Exercise requirements:
a – From the text on baking sourdough bread, output the stretch from "It is once again" through "known as yucky.", copied word for word.
b – Name every substance that the sourdough bread-day text says the writer has never thought to use in bread.

Page text:
It is once again bread day, so the sourdough is souring and doughing on its way to becoming tasty. Which is a very good thing, given that commercial bakeries are totally unconcerned about the fact that what they’re selling doesn’t qualify as bread and is usually poison. I’ve never even thought to use azodicarbonamide (“ADA”) or Fix-A-Flat in my bread. Or diacetyl, which goes by many names in much the same way criminals use aliases and is what gives microwave popcorn its buttery flavor. All that I ever use in my everyday bread is flour, water, and salt. Oh, and usually olive oil brushed on for the final proof, but only because we’re high (in elevation) and dry (in atmospheric humidity) and without something to prevent dehydration of the final proof the dough will skin over and become what is technically known as yucky.

Material provided:
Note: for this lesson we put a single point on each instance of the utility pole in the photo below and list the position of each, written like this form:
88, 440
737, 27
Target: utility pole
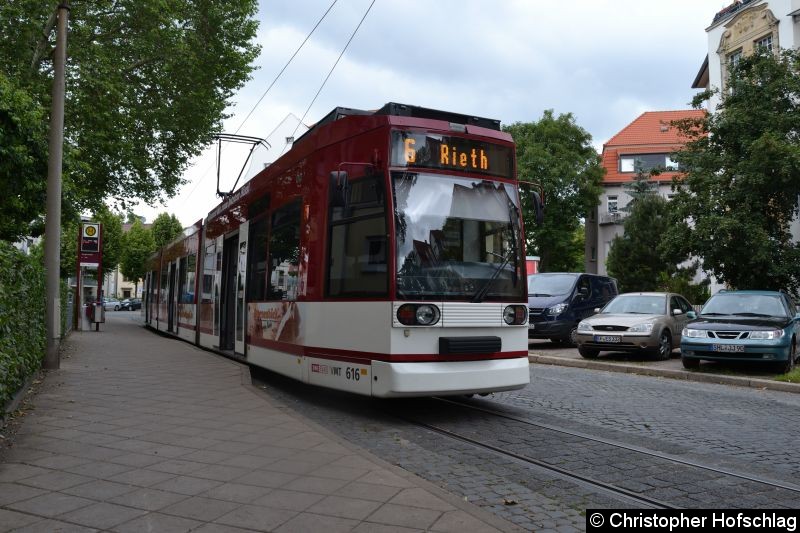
52, 230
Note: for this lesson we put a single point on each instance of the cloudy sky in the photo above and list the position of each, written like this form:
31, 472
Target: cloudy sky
604, 61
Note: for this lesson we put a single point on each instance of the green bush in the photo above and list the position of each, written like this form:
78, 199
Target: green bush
22, 327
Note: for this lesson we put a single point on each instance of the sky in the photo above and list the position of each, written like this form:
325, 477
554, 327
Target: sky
603, 61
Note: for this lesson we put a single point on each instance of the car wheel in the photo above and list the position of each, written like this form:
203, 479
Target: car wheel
690, 364
664, 350
788, 366
573, 336
588, 353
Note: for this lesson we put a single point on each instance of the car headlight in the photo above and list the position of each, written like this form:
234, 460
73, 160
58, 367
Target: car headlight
766, 335
694, 333
557, 309
644, 327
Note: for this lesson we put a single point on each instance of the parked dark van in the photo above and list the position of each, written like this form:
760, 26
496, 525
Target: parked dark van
557, 301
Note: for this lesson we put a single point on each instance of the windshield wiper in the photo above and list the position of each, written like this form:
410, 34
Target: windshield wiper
485, 287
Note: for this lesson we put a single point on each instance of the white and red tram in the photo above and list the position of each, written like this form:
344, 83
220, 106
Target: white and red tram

Responses by item number:
a –
It is once again bread day, so the sourdough is souring and doughing on its way to becoming tasty. Which is a very good thing, given that commercial bakeries are totally unconcerned about the fact that what they’re selling doesn’t qualify as bread and is usually poison. I’ve never even thought to use azodicarbonamide (“ADA”) or Fix-A-Flat in my bread. Or diacetyl, which goes by many names in much the same way criminals use aliases and is what gives microwave popcorn its buttery flavor. All that I ever use in my everyday bread is flour, water, and salt. Oh, and usually olive oil brushed on for the final proof, but only because we’re high (in elevation) and dry (in atmospheric humidity) and without something to prevent dehydration of the final proof the dough will skin over and become what is technically known as yucky.

b –
- azodicarbonamide ("ADA")
- Fix-A-Flat
- diacetyl